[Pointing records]

-- begin --

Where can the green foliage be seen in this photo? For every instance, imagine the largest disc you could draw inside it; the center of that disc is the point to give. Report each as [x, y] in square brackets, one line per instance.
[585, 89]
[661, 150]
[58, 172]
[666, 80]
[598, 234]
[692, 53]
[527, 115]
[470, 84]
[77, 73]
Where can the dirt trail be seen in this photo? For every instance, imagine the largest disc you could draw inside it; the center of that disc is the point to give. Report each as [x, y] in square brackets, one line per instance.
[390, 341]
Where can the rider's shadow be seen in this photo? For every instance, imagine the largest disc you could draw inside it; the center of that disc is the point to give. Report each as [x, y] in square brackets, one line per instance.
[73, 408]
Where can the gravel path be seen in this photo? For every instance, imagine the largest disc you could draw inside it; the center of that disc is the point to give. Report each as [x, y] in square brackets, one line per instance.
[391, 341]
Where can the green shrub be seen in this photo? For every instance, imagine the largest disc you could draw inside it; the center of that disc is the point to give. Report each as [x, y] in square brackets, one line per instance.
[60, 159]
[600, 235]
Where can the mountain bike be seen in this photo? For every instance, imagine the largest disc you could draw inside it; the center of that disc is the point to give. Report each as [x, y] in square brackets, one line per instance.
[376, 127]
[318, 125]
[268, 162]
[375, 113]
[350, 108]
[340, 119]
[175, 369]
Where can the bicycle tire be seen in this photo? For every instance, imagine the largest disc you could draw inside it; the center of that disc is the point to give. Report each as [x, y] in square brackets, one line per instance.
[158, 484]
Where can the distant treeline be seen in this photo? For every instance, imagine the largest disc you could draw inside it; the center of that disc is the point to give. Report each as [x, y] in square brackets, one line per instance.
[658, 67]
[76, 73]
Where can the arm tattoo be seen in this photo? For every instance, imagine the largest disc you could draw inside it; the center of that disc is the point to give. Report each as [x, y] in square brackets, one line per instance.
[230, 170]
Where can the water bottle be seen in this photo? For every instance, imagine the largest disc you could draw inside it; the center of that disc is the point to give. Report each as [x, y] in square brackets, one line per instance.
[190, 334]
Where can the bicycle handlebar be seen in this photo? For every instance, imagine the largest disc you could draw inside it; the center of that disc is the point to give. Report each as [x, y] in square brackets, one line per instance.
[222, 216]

-- end --

- **What you will do**
The entries above must be returned exactly.

- **Finished task**
Where can the green foliage be seen in this photo? For every instance, imagine the largest disc you could draw inside it; the center of that disc is the point to give. Report each as [x, y] in square brackets, one line per instance.
[585, 89]
[661, 150]
[58, 172]
[666, 80]
[598, 234]
[692, 53]
[527, 115]
[470, 84]
[77, 73]
Where can the dirt trail be seen in this photo? For every instance, imagine the largest disc you could draw inside it; the center of that disc is the point to give. Report each as [x, y] in square brackets, one line per instance.
[390, 341]
Where can the rider's shadow be seen in this photo? For every instance, imagine the largest disc you could draw inside it; the center of that disc is the point to give. Report each as [x, y] in square brackets, one line per instance.
[73, 408]
Where can the gravel path be seen in this photo? For every instance, imagine the largest disc you could draw inside it; the center of that disc is the point to give. Report each as [x, y] in square brackets, one line per instance.
[391, 341]
Where can the green shrub be seen in this photo? For every instance, imagine the largest disc you could draw inside it; the center of that disc is the point to give. Report each as [x, y] in square brackets, one line per instance.
[60, 159]
[600, 235]
Where can the mountain bike be seen in this photo? For every instance, imagine the largest disc you could draw inside it; the center of that disc is the point to give. Report each as [x, y] in square brackets, one line per instance.
[376, 127]
[318, 125]
[268, 162]
[375, 113]
[350, 108]
[340, 119]
[175, 369]
Where can the bicycle tire be seen in this photo? For every instance, imagine the largest disc you could draw inside it; the center of that disc is the point to give. Report each as [x, y] in square brackets, one line per instance.
[158, 484]
Where can the distant treeline be seen in this photo? For every instance, imagine the largest disc you could draw inside it; the center of that disc is the point to give. Report each as [x, y] in square brackets, one line per instance.
[658, 67]
[76, 73]
Where can the arm tattoo be seen in this photo? For every instance, imagine the largest disc you could draw inside it; the center of that disc is the point to give. Report each as [x, y] in square brackets, one line per instance.
[230, 170]
Where can the water bottle be seen in this photo? For every instance, imagine the largest disc you could draw inside it; the center of that disc is the point to give. Report each as [x, y] in square brackets, one line per instance.
[190, 334]
Where can the bicycle handlebar be seen in this photo? For every instance, imagine the largest disc you could draw inside it; the center of that disc is the point to give. Report each as [x, y] in square brackets, one line per instance.
[222, 216]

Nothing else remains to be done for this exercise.